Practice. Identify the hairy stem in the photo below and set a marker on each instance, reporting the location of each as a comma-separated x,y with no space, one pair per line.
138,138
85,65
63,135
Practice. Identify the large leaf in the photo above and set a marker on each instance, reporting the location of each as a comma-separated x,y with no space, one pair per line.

###

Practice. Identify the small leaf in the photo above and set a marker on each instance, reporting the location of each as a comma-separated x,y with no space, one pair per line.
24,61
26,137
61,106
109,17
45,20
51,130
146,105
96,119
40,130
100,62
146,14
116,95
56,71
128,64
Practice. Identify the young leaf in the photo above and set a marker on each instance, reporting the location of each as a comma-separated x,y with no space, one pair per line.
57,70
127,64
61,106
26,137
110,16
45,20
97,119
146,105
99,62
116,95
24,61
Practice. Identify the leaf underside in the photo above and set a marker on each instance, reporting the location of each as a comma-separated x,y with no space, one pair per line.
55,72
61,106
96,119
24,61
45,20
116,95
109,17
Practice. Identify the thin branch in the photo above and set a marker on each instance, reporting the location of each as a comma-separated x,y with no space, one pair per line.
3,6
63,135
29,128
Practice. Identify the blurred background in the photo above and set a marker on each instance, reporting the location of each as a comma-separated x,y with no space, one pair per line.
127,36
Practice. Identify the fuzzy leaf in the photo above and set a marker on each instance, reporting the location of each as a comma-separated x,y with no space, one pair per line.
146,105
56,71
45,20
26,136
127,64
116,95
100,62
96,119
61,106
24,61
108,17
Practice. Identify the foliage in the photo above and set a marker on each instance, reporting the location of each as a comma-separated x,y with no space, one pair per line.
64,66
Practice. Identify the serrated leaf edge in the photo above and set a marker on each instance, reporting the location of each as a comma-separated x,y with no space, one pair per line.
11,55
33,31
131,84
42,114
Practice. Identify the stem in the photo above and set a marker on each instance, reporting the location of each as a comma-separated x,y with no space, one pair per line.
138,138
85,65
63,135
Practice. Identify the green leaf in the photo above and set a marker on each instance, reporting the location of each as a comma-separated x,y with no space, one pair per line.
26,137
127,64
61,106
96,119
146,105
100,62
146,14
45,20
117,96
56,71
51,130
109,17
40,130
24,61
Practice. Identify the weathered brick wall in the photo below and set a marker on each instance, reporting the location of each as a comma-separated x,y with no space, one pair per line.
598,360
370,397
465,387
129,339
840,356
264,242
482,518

###

- Aim of the task
Count how many lines of the material above contain the string "leaf". Reply with the number alone.

- Result
7